## DESCRIPTION OF THE TASK
In the opinion piece below, list every kind of medical worker named as part of the team at Cedars-Sinai.

## PAGE EXCERPT
────────────────────

Intro: "Under the influence of the painkiller Dilaudid, and dog-tired after another day of fighting for my life with my private health insurance company, I glimpsed Mitt Romney and his running-mate, Paul Ryan, entering my Los Angeles hospital room dressed in surgical gowns with scalpels in their hands ready to fatally operate on me."
Mitt Romney has pledged to repeal Obamacare; Paul Ryan wants to replace Medicare with a voucher system. (photo: Shannon Stapleton/Reuters)
WHY Is Mitt Romney Trying to Kill Me?
15 October 12
I'm critical of Obama's presidency, but my medical emergency convinced me that for Obamacare alone we must re-elect him
nder the influence of the painkiller Dilaudid, and dog-tired after another day of fighting for my life with my private health insurance company, I glimpsed Mitt Romney and his running-mate, Paul Ryan, entering my Los Angeles hospital room dressed in surgical gowns with scalpels in their hands ready to fatally operate on me.
It was a drug-induced hallucination, of course. But the mirage made me sit bolt upright in bed and, fully awake, start to rethink my previous, bitterly dissenting view of Barack Obama.
For the past year, I've been in a death spiral without knowing it. The occasional fainting spell, sprawls on the street and a dramatic weight loss were shrugged off as merely a cost of doing a writer's business. Denial is a most powerful analgesic. Even when paramedics first rushed me to the hospital, I angrily argued with the doctors.
But when a lightning-bolt sciatica pain, triggered by a car accident, brought me down like a bull under the matador's sword, more or less paralyzing the left side of my body, the health gods decided it was time to shut down my hubris. Like something out of the TV's "House" or "General Hospital", suddenly there were midnight ambulances, emergency room traumas, drip feeds, oxygen tubes up my nose, renal failure, suspected meningitis, pneumonia and a minor heart attack.
Thankfully, working as a team at my local Cedars-Sinai hospital, whole platoons of neurosurgeons, cardiologists, nurses, infectious disease experts, radiologists, physical therapists, pulmonologists and hospitalists (whatever they are) dragged me back from the edge. Emergency surgery in a special spinal unit was successful, and today I'm back on my feet - I'm a product of American medicine at its best.

────────────────────

## DATA EXTRACTS
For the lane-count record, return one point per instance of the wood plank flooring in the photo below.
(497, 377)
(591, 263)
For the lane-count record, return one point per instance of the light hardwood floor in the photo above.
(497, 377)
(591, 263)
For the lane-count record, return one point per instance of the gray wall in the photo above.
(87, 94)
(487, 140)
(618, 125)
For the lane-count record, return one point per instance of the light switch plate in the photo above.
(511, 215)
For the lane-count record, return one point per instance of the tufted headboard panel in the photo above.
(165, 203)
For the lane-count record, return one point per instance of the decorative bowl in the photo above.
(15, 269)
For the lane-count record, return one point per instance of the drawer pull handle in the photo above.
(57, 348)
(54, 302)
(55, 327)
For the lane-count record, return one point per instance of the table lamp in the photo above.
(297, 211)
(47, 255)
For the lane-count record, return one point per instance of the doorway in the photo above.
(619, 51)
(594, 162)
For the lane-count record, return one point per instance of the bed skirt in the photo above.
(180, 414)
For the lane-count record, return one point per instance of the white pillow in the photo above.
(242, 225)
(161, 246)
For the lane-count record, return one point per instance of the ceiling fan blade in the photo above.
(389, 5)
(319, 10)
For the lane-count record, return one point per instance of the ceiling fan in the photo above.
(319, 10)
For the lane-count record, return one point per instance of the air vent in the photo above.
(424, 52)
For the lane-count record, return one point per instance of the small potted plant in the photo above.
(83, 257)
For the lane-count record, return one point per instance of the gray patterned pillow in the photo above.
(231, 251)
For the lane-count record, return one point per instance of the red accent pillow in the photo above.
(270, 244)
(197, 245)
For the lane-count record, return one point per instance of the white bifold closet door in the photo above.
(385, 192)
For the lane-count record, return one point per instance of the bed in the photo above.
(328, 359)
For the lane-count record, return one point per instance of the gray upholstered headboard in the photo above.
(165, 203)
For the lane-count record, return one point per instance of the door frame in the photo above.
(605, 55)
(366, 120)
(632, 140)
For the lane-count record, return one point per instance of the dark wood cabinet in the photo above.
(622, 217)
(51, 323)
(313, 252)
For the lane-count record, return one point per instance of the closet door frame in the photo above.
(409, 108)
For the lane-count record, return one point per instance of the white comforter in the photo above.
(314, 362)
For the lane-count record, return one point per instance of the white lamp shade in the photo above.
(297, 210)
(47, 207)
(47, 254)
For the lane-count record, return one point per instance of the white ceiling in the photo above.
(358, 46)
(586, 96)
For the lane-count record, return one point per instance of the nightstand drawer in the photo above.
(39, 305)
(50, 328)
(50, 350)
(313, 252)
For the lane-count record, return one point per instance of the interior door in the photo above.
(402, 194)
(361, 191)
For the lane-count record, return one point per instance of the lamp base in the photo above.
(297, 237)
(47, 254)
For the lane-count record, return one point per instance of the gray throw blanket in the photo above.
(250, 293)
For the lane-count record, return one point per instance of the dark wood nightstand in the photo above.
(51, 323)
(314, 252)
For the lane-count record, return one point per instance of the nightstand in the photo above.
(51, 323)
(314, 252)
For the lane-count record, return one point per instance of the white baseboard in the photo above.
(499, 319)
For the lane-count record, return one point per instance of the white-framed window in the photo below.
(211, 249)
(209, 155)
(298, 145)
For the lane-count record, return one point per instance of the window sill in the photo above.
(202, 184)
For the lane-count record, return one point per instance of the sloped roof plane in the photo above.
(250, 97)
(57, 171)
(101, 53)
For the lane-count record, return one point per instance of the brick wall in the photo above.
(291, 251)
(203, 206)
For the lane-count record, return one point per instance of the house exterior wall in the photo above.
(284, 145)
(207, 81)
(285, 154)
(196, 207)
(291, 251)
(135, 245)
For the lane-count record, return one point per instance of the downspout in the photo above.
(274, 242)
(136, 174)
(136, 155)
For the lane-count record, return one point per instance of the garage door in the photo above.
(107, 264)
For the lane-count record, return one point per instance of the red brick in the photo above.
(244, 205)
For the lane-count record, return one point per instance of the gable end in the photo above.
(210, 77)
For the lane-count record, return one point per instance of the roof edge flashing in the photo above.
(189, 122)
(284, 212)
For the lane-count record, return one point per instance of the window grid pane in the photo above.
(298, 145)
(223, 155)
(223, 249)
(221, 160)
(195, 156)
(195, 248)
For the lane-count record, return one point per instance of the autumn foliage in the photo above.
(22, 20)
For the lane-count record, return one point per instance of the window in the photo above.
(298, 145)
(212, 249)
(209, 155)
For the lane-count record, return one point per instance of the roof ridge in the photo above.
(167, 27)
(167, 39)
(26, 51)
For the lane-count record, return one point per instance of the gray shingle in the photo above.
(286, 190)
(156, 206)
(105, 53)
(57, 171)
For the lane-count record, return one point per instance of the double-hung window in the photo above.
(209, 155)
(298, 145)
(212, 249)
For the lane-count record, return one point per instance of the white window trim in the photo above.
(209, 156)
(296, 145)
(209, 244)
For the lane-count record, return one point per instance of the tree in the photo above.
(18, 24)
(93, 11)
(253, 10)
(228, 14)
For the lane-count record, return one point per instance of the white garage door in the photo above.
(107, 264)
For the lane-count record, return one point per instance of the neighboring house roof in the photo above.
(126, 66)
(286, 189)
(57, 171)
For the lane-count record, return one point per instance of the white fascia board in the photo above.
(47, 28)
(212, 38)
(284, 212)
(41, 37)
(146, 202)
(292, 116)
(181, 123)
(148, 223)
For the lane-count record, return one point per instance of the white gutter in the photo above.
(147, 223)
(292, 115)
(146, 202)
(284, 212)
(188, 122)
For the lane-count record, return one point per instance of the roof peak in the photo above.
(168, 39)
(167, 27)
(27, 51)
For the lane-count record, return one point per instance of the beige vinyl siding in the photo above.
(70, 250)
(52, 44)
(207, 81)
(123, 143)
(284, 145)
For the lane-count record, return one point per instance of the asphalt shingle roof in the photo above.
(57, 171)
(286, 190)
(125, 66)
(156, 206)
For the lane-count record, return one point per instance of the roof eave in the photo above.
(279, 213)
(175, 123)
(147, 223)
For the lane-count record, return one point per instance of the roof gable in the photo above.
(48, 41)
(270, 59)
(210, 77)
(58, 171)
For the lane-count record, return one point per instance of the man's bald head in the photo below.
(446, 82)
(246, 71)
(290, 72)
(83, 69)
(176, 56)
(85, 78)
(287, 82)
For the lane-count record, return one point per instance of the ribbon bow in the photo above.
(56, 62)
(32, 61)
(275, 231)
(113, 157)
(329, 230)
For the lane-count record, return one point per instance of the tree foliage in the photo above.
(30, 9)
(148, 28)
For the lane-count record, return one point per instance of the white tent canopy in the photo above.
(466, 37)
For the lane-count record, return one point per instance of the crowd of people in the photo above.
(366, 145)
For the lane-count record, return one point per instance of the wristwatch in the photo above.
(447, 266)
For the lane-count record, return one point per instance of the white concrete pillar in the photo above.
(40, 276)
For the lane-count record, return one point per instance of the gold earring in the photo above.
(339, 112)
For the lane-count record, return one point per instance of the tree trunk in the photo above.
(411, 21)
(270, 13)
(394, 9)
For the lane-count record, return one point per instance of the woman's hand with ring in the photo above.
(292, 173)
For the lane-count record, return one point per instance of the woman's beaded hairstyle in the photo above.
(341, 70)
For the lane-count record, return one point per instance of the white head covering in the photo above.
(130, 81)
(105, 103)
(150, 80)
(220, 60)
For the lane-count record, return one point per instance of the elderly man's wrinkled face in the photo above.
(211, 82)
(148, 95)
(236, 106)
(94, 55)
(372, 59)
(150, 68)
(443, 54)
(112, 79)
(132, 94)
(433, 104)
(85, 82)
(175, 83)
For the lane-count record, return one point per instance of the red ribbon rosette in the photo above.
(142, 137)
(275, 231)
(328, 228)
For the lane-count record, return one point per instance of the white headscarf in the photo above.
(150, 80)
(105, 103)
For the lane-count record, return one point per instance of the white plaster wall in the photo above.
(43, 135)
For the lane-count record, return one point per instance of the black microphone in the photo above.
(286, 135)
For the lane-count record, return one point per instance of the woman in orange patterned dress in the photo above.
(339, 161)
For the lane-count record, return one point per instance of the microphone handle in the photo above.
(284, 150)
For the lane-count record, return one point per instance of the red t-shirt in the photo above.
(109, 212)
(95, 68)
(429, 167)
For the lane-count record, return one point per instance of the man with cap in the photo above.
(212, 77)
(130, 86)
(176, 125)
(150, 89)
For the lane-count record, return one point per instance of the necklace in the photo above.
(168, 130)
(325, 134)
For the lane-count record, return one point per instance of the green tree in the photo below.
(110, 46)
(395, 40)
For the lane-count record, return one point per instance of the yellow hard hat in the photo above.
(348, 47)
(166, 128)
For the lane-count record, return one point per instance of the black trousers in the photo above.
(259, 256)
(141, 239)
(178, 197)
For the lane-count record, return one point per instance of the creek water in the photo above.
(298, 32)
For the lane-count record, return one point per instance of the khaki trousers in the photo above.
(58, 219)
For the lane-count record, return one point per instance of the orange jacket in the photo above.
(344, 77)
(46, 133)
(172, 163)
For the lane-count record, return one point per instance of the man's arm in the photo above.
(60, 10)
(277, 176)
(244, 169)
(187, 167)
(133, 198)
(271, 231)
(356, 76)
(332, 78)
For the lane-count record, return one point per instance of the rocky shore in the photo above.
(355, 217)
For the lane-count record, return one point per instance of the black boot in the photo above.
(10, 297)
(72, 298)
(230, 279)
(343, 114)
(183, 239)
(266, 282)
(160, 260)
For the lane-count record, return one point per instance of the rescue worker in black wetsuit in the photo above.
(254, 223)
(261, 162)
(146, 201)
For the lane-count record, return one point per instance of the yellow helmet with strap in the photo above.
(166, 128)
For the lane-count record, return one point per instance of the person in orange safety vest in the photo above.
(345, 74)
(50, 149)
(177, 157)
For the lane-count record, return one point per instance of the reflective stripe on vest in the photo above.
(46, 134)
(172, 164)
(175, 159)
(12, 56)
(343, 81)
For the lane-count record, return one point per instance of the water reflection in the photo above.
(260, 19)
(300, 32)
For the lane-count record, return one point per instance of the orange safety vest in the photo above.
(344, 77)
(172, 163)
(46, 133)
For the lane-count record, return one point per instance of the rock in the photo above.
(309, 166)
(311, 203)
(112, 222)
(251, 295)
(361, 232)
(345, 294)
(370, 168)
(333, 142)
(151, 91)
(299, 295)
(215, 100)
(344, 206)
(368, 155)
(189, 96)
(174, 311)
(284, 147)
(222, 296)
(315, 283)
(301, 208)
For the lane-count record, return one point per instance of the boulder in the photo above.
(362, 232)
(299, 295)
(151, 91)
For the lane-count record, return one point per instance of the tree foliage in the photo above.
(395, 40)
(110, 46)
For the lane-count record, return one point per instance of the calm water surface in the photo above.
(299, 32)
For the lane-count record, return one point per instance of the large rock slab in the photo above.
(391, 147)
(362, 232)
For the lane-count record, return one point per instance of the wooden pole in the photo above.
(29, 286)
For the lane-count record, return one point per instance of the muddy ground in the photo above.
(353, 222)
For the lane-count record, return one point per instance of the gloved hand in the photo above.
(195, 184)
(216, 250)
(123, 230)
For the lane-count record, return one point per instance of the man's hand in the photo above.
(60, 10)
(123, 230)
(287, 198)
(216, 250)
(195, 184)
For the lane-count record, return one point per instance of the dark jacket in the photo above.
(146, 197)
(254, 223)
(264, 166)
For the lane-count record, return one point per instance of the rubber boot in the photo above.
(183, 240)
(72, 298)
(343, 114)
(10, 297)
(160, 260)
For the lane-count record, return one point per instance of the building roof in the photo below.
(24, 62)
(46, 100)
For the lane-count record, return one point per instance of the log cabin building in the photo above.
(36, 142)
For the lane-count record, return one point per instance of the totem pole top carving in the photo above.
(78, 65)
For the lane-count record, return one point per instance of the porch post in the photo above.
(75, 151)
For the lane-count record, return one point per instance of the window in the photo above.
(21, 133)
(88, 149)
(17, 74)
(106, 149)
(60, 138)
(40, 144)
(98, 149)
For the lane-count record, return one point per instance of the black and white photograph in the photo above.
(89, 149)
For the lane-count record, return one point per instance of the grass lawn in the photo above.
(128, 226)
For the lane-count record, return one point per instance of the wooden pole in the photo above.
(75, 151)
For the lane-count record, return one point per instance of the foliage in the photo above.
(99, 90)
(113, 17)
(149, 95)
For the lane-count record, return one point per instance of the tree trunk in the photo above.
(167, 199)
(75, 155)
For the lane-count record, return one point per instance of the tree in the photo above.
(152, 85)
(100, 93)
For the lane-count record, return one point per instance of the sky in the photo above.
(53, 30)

────────────────────

## SOLVED EXERCISE
Neurosurgeons, cardiologists, nurses, infectious disease experts, radiologists, physical therapists, pulmonologists, and hospitalists.